_Task list_.
(1) Reproduce, word for word, the stretch of the passage on the trade deficit from "Both exports and" through "depend on imports.".
(2) Carry the passage on exports, imports and the trade deficit forward from its final sentence.

Signs of recovery are gradually appearing. Exports grew around 18% in dollar value while imports rose around 26%.

The imports outpacing exports resulted in a ballooning trade deficit of $31 billion. This is usual recovery story in a developing economy where imports normally exceed exports.

Bourgeoning remittances of $29.4 billion played a major role in bridging the trade gap in FY21. However, debt servicing requirements were fulfilled through multilateral financing and commercial borrowing fetched through Eurobonds and Sukuk.

Both exports and imports went down in FY19 and FY20. In those years, the government pursued a macroeconomic stabilisation path, which slowed the economy down.

The curtailment of imports depends on the pace of macroeconomic adjustment. If the pace of adjustment is fast, imports will be scaled back in a short span of time. This will, in turn, reduce exports since they also depend on imports.

The adjustment brought the economy to a level where imports decreased drastically while exports fell slightly.

_Supplied data_.
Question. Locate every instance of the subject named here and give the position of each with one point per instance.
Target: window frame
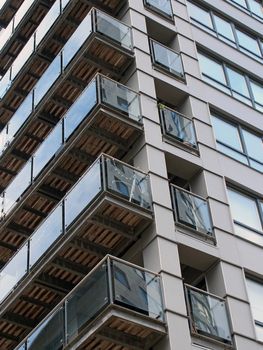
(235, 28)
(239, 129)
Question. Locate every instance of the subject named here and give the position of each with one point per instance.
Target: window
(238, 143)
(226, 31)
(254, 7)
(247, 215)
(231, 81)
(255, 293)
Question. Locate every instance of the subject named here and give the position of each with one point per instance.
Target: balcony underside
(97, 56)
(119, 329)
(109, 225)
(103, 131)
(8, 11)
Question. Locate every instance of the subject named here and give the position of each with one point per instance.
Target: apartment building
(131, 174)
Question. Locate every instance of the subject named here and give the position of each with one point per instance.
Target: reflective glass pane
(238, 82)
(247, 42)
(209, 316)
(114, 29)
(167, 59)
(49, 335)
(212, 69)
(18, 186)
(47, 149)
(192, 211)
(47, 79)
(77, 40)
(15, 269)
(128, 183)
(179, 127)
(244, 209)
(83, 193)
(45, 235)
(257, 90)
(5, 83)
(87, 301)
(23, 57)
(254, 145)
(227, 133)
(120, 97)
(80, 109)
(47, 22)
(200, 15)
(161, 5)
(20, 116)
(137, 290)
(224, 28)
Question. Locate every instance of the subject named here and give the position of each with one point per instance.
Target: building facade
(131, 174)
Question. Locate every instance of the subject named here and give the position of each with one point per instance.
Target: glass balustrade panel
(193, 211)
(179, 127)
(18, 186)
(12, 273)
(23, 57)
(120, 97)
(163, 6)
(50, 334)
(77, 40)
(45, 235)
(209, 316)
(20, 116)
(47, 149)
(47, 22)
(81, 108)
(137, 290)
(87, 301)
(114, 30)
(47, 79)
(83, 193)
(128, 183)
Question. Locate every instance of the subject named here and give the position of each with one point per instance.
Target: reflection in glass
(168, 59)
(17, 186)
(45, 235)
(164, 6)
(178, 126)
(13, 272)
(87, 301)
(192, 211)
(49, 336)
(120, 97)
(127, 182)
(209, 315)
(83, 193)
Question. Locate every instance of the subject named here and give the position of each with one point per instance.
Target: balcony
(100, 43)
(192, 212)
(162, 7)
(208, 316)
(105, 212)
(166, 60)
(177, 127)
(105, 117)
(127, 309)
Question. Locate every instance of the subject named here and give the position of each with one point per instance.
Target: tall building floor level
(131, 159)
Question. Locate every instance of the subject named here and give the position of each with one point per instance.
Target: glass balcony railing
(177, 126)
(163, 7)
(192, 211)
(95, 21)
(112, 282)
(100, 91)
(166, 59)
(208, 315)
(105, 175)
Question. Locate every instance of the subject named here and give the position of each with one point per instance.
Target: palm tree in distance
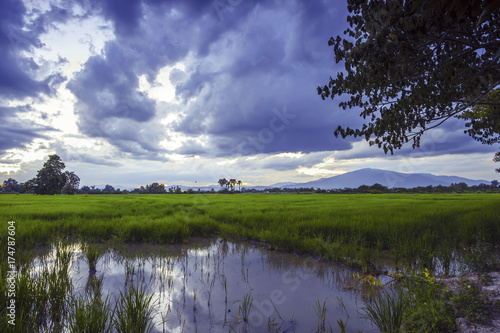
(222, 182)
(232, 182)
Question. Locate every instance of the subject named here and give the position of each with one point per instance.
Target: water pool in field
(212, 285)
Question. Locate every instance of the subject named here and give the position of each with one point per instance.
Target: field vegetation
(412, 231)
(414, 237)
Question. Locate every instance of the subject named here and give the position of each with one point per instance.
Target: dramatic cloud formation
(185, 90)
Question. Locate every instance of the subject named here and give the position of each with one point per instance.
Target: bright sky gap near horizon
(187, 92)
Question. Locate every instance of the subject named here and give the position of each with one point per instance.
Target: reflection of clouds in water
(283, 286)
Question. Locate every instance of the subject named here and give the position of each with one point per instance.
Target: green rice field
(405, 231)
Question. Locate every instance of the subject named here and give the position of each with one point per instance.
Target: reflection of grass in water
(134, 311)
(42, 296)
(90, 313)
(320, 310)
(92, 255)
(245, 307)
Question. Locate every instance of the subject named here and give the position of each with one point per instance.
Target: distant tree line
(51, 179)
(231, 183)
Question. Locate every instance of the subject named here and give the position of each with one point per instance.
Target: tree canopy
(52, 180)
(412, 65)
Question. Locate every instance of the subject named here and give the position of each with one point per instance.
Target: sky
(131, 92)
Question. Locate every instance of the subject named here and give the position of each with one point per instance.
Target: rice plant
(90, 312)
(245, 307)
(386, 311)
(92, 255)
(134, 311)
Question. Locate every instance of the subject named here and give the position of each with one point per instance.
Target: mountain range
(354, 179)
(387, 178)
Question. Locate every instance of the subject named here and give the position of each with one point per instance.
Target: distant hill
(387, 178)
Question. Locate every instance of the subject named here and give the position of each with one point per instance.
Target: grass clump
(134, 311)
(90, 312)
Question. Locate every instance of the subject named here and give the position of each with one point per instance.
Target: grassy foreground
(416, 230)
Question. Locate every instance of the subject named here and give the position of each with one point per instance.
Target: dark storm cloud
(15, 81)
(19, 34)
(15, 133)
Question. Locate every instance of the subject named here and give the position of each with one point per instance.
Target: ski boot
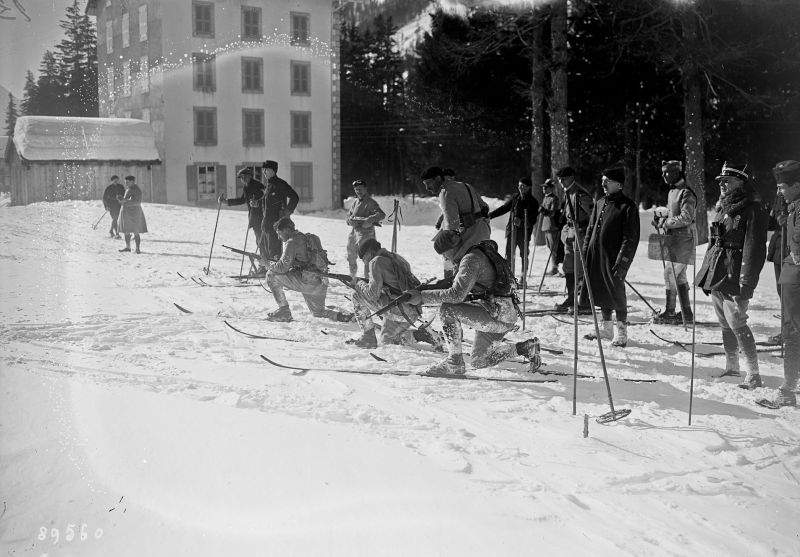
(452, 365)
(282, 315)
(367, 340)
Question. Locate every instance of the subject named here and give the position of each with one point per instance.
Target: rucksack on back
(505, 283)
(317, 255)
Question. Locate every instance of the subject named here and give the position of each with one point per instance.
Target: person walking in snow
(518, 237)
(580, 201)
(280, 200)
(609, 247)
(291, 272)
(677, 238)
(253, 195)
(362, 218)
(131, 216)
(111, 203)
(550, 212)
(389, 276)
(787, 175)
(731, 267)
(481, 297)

_Numbered responses_.
(1)
Both exports and imports went down in FY19 and FY20. In those years, the government pursued a macroeconomic stabilisation path, which slowed the economy down.

The curtailment of imports depends on the pace of macroeconomic adjustment. If the pace of adjustment is fast, imports will be scaled back in a short span of time. This will, in turn, reduce exports since they also depend on imports.

(2)
Earlier, the current account deficit (CAD) reduced a great deal and it gradually helped in bolstering the foreign exchange reserves of the State Bank of Pakistan (SBP) above $18.2 billion.

The advent of Covid-19 along with an extended lockdown in FY20 provided an opportunity to policymakers to slow down the adjustment process. The accommodating monetary policy along with a tax amnesty scheme given to the construction sector propelled the current recovery.

The policy rate has been kept at 7% in order to give a boost to the industrial sector. Similarly, the tax amnesty scheme has brought boom to the realty sector.

As a result, real estate prices have increased a lot in many parts of big cities. Along with the elevated real estate prices, there was a mushroom growth in new housing societies last year.

Critics are of the view that the current real estate expansion will create environmental and ecological problems in the years to come. They further state that horizontal expansion of cities has destroyed a significant portion of green area, which has already affected agriculture production.

The current expansion will increase the land stock, which will remain unpopulated for a long period of time. On this basis, the current expansion would turn out to be counterproductive in the long run.

Despite these odds, the current recovery is propelled by the construction sector. Construction activity has increased across Pakistan as consumption of cement has gone up around 18%.

Similarly, steel consumption has also increased. The high demand for steel and cement has slightly jacked up their prices.

In addition, glass, ceramics, paints and other construction-related industries have got a boost.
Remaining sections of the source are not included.